Rows from a pointing dataset:
※

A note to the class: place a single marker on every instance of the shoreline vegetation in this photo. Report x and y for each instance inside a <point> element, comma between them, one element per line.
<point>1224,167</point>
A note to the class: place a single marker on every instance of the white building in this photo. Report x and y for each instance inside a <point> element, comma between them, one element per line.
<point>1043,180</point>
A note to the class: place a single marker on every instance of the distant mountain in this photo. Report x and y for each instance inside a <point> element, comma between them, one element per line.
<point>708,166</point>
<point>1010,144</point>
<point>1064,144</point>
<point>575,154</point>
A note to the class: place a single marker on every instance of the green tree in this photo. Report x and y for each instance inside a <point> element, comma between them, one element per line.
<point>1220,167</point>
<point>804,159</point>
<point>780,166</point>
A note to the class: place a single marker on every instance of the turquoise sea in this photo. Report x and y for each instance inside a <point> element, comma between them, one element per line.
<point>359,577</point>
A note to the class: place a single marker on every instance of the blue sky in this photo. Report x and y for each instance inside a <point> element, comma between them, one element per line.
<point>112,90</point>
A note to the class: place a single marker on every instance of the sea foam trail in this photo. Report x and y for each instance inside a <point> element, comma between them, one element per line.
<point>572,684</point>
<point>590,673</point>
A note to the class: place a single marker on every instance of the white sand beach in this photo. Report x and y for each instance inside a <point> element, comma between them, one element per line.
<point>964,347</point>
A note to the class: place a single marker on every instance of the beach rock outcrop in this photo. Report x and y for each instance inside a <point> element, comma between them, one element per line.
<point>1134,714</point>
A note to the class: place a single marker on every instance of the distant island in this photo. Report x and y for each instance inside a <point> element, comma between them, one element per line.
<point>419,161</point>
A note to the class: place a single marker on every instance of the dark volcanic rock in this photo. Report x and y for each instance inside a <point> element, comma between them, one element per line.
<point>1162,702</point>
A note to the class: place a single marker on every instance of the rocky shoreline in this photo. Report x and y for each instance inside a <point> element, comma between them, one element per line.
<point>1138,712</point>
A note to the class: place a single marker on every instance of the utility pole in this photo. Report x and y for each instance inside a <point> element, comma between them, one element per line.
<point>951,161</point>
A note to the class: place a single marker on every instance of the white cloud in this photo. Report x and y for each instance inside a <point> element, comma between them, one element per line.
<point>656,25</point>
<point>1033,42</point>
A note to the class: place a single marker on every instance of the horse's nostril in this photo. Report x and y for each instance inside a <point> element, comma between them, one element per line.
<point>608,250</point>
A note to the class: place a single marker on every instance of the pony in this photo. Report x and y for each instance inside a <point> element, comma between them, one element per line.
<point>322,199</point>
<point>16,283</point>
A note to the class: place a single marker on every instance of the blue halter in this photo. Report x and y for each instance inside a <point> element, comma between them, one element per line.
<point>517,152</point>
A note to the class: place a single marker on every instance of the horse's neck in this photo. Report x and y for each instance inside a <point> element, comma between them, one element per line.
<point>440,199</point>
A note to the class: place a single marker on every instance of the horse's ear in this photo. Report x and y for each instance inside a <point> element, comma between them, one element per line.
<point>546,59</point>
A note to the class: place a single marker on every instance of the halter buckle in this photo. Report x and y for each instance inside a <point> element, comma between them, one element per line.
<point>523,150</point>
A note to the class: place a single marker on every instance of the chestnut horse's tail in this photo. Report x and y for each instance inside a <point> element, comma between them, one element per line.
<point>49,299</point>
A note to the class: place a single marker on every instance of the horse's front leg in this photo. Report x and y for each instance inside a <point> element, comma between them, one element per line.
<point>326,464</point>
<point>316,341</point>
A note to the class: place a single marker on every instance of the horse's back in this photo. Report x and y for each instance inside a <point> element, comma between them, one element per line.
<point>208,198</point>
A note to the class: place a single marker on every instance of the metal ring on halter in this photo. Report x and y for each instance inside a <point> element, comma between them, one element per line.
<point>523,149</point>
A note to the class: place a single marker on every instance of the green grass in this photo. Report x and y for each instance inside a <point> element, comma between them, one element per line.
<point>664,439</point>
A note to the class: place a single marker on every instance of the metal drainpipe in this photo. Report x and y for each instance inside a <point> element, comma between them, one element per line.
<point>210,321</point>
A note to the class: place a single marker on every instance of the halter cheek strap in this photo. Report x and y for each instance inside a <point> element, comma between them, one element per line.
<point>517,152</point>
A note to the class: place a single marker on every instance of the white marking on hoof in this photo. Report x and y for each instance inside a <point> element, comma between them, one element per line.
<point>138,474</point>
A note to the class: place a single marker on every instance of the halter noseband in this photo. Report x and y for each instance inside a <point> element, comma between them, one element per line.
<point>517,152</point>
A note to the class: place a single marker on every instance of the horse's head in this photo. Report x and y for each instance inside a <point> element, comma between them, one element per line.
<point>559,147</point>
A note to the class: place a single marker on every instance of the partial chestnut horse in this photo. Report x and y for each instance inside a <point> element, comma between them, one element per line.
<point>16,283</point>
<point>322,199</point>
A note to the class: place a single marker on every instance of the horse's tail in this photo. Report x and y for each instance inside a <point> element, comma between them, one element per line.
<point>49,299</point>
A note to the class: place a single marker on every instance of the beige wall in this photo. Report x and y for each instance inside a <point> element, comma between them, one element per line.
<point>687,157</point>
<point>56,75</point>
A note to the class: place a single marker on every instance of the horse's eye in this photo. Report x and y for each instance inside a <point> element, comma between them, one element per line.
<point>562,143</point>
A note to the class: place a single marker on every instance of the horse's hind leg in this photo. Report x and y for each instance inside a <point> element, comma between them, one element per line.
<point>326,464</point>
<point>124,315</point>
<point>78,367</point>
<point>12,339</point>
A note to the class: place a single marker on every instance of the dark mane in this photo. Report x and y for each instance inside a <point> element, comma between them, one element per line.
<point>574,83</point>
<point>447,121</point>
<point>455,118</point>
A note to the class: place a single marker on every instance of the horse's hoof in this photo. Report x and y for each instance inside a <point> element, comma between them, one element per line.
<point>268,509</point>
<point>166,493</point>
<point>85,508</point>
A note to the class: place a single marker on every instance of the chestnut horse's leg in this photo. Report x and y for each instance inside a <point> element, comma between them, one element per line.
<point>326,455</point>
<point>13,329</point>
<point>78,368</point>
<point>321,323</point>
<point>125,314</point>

※

> Set task
Rewrite every line above, swapping "place a single marker on" for "put one point on" and leaving everything else as it is.

> Exercise output
A note to the class: put one point on every instance of the shoreline vegetation in this photo. Report x and y for each instance inside a <point> element, comma between them, one element per line.
<point>1224,167</point>
A note to the class: put one point on every instance of the white building in this photo. Report x and y for each instance inside a <point> element, comma between them, one element per line.
<point>1043,180</point>
A note to the class: put one point on every instance of the distant mountain in this photo. Report x and y for each instance inside a <point> element, comma between them, one element per line.
<point>708,166</point>
<point>1010,144</point>
<point>1064,144</point>
<point>575,154</point>
A note to the class: put one point on every instance of the green tree in this photo. Report x and y for each instance inside a <point> element, comma between them, one element per line.
<point>1220,167</point>
<point>804,159</point>
<point>780,166</point>
A note to the class: put one point on every instance of the turquoise sea in this photo. Report x and y for each instance inside a <point> element, comma between them, one element per line.
<point>359,577</point>
A note to the class: put one point on every instance of the blue sky in this photo. Report x and y for each instance inside a <point> element, comma between them, one element per line.
<point>112,90</point>
A note to the class: put one point on every instance of the sea foam trail in this photo. Report x and y for each instance inside a <point> element, comma between them, one element per line.
<point>572,684</point>
<point>590,673</point>
A note to the class: put one point on every instance of the white sand beach in this photo. Report x and y for each instance inside a <point> element, comma between them, one element per line.
<point>964,347</point>
A note to the class: put one point on every instance of the beach rock outcrop in this photo. Report x and y for each instance inside a <point> element, comma between them, one element per line.
<point>1134,714</point>
A note to the class: put one point on every instance of the distant island in this photo. Report x and y for each instance inside a <point> element, comma between them, one element per line.
<point>419,161</point>
A note to the class: put one point on every instance of the dark volcanic rock in this photo. Report x and y for each instance inside a <point> element, comma between them, one element per line.
<point>1162,702</point>
A note to the class: put one point on every instance of the rocky shoreline in this photo. Report x and y for each instance inside a <point> element, comma between them, one element per line.
<point>1138,712</point>
A note to the class: put one point on every instance of the utility pole in this photo. Report x and y for each instance inside a <point> element, comma between them, one element per line.
<point>951,161</point>
A note to the class: put one point on every instance of the white cloud in this photo. Report x and y for each instance inside a <point> element, comma between them, one element per line.
<point>656,25</point>
<point>1033,42</point>
A note to the class: put one point on every instance of the horse's nostril in this photo. Report x and y for each instance inside a <point> element, comma between them, one element per line.
<point>608,250</point>
A note to the class: put one point on every instance of the pony in this photo. Report x and y for each instance inside a <point> element, comma between them, one element per line.
<point>322,199</point>
<point>16,283</point>
A note to the class: put one point on every instance of the blue halter in this photo. Report x and y for each instance inside a <point> element, comma between them, one element per line.
<point>517,152</point>
A note to the class: put one point on every instance of the horse's neck in this photo. Report x and y for each instance inside a <point> element, comma between them, one element per line.
<point>440,199</point>
A note to the class: put one point on every instance of the horse's ear in this photo. Report x and y for each instance inside a <point> element, comma between them, one element per line.
<point>546,59</point>
A note to the class: put one point on every instance of the halter buckle in this photo. Report x and y for each instance inside a <point> element, comma between them, one element per line.
<point>523,150</point>
A note to the class: put one point on every instance of the chestnut horse's tail in this photo. Report x and y for each instance inside a <point> element, comma between them, one element per line.
<point>49,299</point>
A note to the class: put one point on every instance of the horse's front leg in this photo. Report x and y for each instance inside a <point> element, comma between them, one element per line.
<point>326,464</point>
<point>316,341</point>
A note to the class: put one point on every instance of the horse's back in this photo. Report x and y for each instance inside a <point> element, comma between them, one element per line.
<point>208,198</point>
A note to the class: put one point on every instance of the metal ring on halter in this photo. Report x and y for each instance inside a <point> element, comma between them, one element per line.
<point>523,149</point>
A note to the class: put one point on every instance of the green grass in this photo. Report x and y for each instance inside a <point> element, comma between them, one element per line.
<point>664,439</point>
A note to the class: put one point on every instance of the metal drainpipe in this photo. Report x and y for each instance inside a <point> element, comma between them, one element per line.
<point>210,321</point>
A note to the class: put one point on every instance of the halter cheek strap in this photo. Report x and y for each instance inside a <point> element, comma between them, one element per line.
<point>517,152</point>
A note to the class: put one point on every instance of the white marking on hoof in this photo. Report x and y for each instance inside a <point> element, comma between them, one element per line.
<point>138,474</point>
A note to the class: put one point on every instance of the halter noseband in this photo. Report x and y for each instance inside a <point> element, comma between them, one element per line.
<point>517,152</point>
A note to the class: put one point on every instance of the horse's head in this photo. Report x and y for each instance inside a <point> element, comma between them, one element per line.
<point>559,147</point>
A note to the class: put one point on every instance of the partial chestnut horse in this photo. Report x and y for each instance inside a <point> element, comma between them, one element per line.
<point>16,283</point>
<point>322,199</point>
A note to the class: put one point on every instance of the horse's tail in this photo. Report x and y for each instance inside a <point> element, comma between them, one element per line.
<point>49,299</point>
A note to the class: put one point on every instance of the beige wall in this photo. Report x and y for each instance inside a <point> element, comma between them, one element per line.
<point>687,157</point>
<point>56,75</point>
A note to the class: put one point on every instance of the horse's eye in this photo. Report x and y for each instance inside a <point> element, comma between them, one element per line.
<point>562,143</point>
A note to the class: put one point on every instance of the horse's hind leg in this photo. Report x and y for each instance inside a <point> element, comma between them, one element per line.
<point>326,464</point>
<point>124,315</point>
<point>78,367</point>
<point>12,339</point>
A note to the class: put one point on every instance of the dark mane in this photo. Report x and y for each instance inside a <point> element, comma between them, one element per line.
<point>574,83</point>
<point>447,121</point>
<point>455,118</point>
A note to the class: put one point on every instance of the horse's hoof in this photo. Report x and y for each instance inside a <point> element, comma between them, one element per line.
<point>268,509</point>
<point>166,493</point>
<point>85,508</point>
A note to the class: put one point on every instance of the chestnut horse's leg in this photo. Report x and y for each instance inside a <point> element, comma between them, one element per line.
<point>326,455</point>
<point>13,329</point>
<point>78,368</point>
<point>321,323</point>
<point>125,314</point>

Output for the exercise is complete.